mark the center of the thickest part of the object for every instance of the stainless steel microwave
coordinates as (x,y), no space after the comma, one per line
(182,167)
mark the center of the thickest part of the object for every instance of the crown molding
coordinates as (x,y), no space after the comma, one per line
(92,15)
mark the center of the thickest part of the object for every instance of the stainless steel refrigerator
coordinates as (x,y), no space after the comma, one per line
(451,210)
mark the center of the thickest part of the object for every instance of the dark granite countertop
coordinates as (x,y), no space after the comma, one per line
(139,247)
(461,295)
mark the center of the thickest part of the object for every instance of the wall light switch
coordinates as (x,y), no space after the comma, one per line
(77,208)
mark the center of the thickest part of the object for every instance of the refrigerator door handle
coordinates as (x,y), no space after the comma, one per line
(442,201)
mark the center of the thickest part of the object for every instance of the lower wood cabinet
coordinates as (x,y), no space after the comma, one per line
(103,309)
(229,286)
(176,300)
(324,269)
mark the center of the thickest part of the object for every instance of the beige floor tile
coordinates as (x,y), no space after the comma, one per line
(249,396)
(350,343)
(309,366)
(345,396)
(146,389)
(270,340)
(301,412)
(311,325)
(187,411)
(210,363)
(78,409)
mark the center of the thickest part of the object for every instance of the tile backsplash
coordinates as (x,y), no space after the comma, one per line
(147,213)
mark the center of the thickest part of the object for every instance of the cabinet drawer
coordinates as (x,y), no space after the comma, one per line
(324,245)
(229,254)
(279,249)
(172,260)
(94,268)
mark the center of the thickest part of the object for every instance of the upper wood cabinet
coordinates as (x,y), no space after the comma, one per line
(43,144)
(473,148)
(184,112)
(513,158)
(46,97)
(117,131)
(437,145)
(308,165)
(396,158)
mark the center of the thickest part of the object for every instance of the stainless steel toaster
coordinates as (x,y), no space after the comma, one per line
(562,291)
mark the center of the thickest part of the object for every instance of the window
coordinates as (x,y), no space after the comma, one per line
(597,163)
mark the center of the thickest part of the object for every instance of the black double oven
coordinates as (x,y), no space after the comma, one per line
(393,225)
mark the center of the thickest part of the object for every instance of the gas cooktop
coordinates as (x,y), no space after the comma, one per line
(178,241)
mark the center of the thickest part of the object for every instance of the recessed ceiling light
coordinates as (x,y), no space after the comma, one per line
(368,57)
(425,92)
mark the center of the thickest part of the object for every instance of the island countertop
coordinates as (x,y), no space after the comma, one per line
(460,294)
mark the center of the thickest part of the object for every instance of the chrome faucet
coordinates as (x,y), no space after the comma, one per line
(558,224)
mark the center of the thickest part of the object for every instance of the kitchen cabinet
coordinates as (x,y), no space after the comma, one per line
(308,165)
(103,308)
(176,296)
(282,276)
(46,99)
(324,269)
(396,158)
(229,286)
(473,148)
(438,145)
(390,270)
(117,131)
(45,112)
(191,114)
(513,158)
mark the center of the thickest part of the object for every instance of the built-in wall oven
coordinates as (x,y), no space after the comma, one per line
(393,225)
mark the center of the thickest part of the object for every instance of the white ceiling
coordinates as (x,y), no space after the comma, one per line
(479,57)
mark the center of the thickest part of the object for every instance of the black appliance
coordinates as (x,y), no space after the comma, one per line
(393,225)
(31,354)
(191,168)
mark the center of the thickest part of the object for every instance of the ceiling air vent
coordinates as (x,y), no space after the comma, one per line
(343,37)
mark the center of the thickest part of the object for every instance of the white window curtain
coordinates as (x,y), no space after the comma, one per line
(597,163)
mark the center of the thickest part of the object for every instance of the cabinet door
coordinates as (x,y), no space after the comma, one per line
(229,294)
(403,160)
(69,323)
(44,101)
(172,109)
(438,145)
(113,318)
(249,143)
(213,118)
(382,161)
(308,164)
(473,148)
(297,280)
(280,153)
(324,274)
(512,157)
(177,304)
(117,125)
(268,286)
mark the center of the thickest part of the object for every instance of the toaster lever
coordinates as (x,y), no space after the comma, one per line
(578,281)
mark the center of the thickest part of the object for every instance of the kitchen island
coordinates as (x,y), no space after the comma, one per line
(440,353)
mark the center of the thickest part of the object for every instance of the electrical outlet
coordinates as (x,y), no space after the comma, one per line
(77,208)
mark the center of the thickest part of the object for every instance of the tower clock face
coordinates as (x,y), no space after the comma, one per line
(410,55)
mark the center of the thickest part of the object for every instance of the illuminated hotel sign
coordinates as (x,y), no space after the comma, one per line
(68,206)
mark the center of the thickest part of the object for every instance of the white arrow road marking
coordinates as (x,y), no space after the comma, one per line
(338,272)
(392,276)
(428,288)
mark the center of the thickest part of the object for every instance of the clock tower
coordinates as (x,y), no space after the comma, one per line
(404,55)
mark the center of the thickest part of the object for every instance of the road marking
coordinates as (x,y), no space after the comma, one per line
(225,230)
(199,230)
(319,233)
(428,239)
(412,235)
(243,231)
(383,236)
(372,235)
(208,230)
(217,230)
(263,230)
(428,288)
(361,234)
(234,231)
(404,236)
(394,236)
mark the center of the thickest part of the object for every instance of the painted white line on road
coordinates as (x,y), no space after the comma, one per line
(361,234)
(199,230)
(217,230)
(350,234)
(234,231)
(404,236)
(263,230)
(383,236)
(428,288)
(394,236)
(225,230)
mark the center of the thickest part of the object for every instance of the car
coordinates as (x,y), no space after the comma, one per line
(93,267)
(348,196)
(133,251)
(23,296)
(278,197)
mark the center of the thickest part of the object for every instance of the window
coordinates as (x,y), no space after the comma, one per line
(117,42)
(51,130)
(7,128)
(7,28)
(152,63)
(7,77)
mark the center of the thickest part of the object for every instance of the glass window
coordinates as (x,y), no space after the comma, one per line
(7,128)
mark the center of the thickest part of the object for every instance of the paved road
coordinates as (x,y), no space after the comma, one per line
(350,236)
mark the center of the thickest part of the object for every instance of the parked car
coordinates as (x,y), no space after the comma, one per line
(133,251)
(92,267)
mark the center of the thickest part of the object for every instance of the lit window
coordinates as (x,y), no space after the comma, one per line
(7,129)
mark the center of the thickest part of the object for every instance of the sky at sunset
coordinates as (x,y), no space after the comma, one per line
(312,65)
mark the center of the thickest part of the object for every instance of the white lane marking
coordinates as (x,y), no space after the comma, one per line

* Task
Each record must be returned exactly as it is written.

* Answer to this exercise
mark the center of the thickest part of the object for every instance of the stainless steel microwave
coordinates as (x,y), no space after the comma, one per line
(182,167)
mark the center of the thickest part of the object for every instance of the crown molding
coordinates as (x,y), no space after the comma, one per line
(92,15)
mark the center of the thickest part of the object for every instance of the stainless steel refrigerator
coordinates as (x,y), no space after the comma, one per line
(451,210)
mark the center of the thickest part of the object for every instance of the dark granite countertop
coordinates as (x,y), no space after the comma, one per line
(139,247)
(461,295)
mark the center of the thickest part of the object for every instance of the wall light switch
coordinates as (x,y), no space after the comma, one per line
(77,208)
mark the center of the thickest part of the object for every instance of the refrigerator door handle
coordinates as (x,y), no space after the comma, one per line
(442,201)
mark the center of the thickest part of the object for every instance of the lower wood cabinet
coordinates as (x,y), no space after the comma, one per line
(103,309)
(229,286)
(176,300)
(324,269)
mark the center of the thickest part of the object for every instance of the beige floor tile
coordinates as (x,y), no space after the comma, one per line
(249,396)
(350,343)
(309,366)
(345,396)
(146,389)
(270,340)
(301,412)
(311,325)
(187,411)
(210,363)
(78,409)
mark the center of the thickest part of the object for every instance of the tile backsplash
coordinates as (x,y), no space after the comma, one per line
(147,213)
mark the center of the thickest part of the object for every instance of the cabinet drawer
coordinates as (x,y), no space after the comma, one per line
(324,245)
(229,254)
(279,249)
(172,260)
(94,268)
mark the center of the thickest part of the object for every instance of the upper wood cabinet
coordinates as (x,y), no space after the comma, one per line
(43,144)
(473,148)
(184,112)
(513,158)
(46,97)
(117,131)
(437,145)
(308,165)
(396,158)
mark the center of the thickest part of the object for every instance of the stainless steel toaster
coordinates as (x,y), no space after the comma, one per line
(562,291)
mark the center of the thickest part of the object for every instance of the window
coordinates as (x,y), no space after the comma, one per line
(597,163)
mark the center of the thickest part of the object for every instance of the black double oven
coordinates as (x,y), no space after the comma, one per line
(393,225)
mark the center of the thickest part of the object for every instance of the gas cooktop
coordinates as (x,y), no space after the comma, one per line
(178,241)
mark the center of the thickest part of the object for every instance of the recessed ceiling light
coordinates as (x,y), no space after the comma, one per line
(368,57)
(425,92)
mark the center of the thickest part of the object for every instance of the island countertop
coordinates as (x,y), no space after the comma, one per line
(460,294)
mark the center of the thickest part of the object for every instance of the chrome faucet
coordinates as (x,y), no space after the comma, one per line
(558,224)
mark the center of the thickest part of the object for every instance of the kitchen cabinet
coordinates as (x,y), no space after the comma, one per line
(308,165)
(103,308)
(176,296)
(282,276)
(46,99)
(324,269)
(396,158)
(229,286)
(473,148)
(438,145)
(390,270)
(117,131)
(45,112)
(191,114)
(513,158)
mark the center of the thickest part of the object for every instance of the built-in wall oven
coordinates as (x,y), no space after the comma, one per line
(393,225)
mark the center of the thickest part of the object for every instance of the white ceiling
coordinates as (x,y), no space after the comma, one per line
(479,57)
mark the center of the thickest part of the object for every instance of the black appliance
coordinates as (x,y), no space after the comma, one per line
(393,225)
(31,354)
(191,168)
mark the center of the thickest part of the object for every instance of the ceiling air vent
coordinates as (x,y), no space after the comma, one per line
(343,37)
mark the center of the thickest part of the object for every instance of the white window curtain
coordinates as (x,y), no space after the comma, one per line
(597,163)
mark the center of the thickest part of the object for every instance of the cabinet door
coordinates as (x,y), no space after the comma, one per line
(229,294)
(403,160)
(69,323)
(44,101)
(172,109)
(438,145)
(113,318)
(249,143)
(213,118)
(382,161)
(308,164)
(473,148)
(297,280)
(280,153)
(324,274)
(512,157)
(177,304)
(117,125)
(268,286)
mark the center of the thickest part of the object for every instance of the toaster lever
coordinates as (x,y), no space after the comma, one per line
(578,281)
mark the center of the thickest part of the object for every instance of the kitchen island
coordinates as (x,y), no space after the comma, one per line
(440,353)
mark the center of the thickest part of the object for every instance of the electrical outlet
coordinates as (x,y), no space after the comma, one per line
(77,208)
mark the center of the thickest part of the object for every instance of the tower clock face
coordinates as (x,y), no space after the comma, one per line
(410,55)
mark the center of the thickest part of the object for every instance of the illuminated hotel sign
coordinates as (x,y), no space after the comma, one per line
(68,206)
mark the center of the thickest part of the object for every instance of the white arrow road marking
coordinates as (x,y), no space after the comma, one per line
(338,272)
(392,276)
(428,288)
mark the center of the thickest part of the object for every instance of the clock tower
coordinates as (x,y), no space after the comma, one per line
(404,55)
mark the center of the thickest part of the object for every instance of the road marking
coordinates as (x,y), no space after the comma, one per line
(225,230)
(199,230)
(319,233)
(428,239)
(412,235)
(243,231)
(383,236)
(372,235)
(208,230)
(217,230)
(263,230)
(428,288)
(361,234)
(234,231)
(404,236)
(394,236)
mark the center of the thickest part of the object for every instance of the painted white line on road
coordinates as (x,y), no space after the comma, one per line
(361,234)
(199,230)
(217,230)
(350,234)
(234,231)
(404,236)
(263,230)
(383,236)
(428,288)
(394,236)
(225,230)
mark the center of the thickest part of the object for every instance of the car
coordinates as (x,y), no space after the comma, one per line
(93,267)
(348,196)
(133,251)
(23,296)
(278,197)
mark the center of the thickest part of the object for every instance of the window
coordinates as (x,y), no space after the comma, one per line
(117,42)
(51,130)
(7,128)
(7,28)
(152,63)
(7,77)
mark the center of the thickest part of the object for every instance of the glass window
coordinates as (x,y), no space after the comma, one per line
(7,128)
mark the center of the thickest part of the object for every instance of the paved road
coordinates as (x,y), no space after the comma, one per line
(350,236)
mark the center of the thickest part of the object for every instance of the parked car
coordinates as (x,y), no space after the comma, one per line
(133,251)
(92,267)
mark the center of the thickest part of the object for every instance of the lit window
coordinates as (x,y), no space after the comma, one per line
(7,129)
mark the center of the thickest part of the object for every instance of the sky at sunset
coordinates as (x,y), no space after the comma, one per line
(312,65)
mark the center of the thickest part of the object for every instance of the white lane marking
coordinates as (x,y), no space after the comma, one per line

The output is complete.